Start of Raw data
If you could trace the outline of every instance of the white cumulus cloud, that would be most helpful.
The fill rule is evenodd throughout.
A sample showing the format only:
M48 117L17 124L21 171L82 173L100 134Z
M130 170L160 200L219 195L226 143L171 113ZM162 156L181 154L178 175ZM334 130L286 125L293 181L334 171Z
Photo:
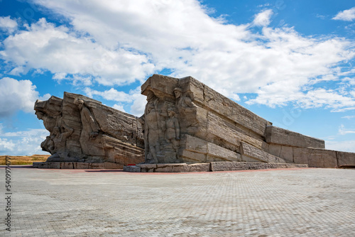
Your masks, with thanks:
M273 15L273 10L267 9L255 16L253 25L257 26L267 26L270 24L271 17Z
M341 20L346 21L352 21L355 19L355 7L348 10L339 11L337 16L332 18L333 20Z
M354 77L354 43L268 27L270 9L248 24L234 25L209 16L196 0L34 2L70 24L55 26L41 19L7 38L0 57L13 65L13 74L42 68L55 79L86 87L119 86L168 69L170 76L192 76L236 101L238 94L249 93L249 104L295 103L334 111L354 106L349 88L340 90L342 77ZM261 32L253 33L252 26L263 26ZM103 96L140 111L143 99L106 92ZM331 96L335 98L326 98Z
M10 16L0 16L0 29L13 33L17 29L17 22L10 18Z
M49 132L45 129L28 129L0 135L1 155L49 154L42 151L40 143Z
End of Raw data
Start of Raw data
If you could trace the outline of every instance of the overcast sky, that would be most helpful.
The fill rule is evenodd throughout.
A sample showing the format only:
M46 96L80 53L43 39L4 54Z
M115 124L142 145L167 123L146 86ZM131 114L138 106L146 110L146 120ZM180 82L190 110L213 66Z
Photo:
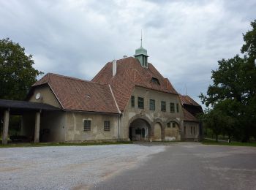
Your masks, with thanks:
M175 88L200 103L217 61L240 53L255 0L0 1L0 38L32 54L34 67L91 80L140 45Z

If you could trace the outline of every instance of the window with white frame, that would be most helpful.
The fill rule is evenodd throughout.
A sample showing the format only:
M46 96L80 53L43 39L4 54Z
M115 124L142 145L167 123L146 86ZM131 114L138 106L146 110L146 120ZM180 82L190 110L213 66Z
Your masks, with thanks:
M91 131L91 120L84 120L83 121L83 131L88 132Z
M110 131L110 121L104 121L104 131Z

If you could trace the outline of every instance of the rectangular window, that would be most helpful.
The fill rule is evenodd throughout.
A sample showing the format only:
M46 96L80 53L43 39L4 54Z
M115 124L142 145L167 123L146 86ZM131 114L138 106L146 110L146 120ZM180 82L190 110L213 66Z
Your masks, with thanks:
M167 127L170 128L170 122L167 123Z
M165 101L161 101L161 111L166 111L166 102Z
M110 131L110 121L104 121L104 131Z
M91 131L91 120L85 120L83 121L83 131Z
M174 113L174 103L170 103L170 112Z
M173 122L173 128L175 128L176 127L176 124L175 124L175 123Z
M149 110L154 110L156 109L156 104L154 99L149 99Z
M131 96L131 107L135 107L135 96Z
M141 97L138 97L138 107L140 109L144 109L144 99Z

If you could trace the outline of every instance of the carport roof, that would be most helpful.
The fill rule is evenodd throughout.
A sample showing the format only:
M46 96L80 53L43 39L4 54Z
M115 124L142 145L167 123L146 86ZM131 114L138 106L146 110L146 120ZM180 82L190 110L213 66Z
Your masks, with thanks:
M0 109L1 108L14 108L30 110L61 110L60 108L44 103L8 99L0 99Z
End of Raw data
## Problem description
Begin at the line that has "roof, that would be most helpful." and stop after the line that has "M0 109L1 108L14", and write those lines out again with "carport" changed to "garage" and nothing else altered.

## Reply to the task
If you could trace the outline of every instance of the garage roof, that would be most helpful.
The fill rule is evenodd throughout.
A sample showing the format only:
M46 96L80 53L43 39L4 54Z
M115 124L142 145L167 123L146 86ZM131 114L138 106L146 110L146 120ZM180 82L190 110L213 66Z
Your masks, with thanks:
M0 109L1 108L14 108L30 110L61 110L60 108L44 103L8 99L0 99Z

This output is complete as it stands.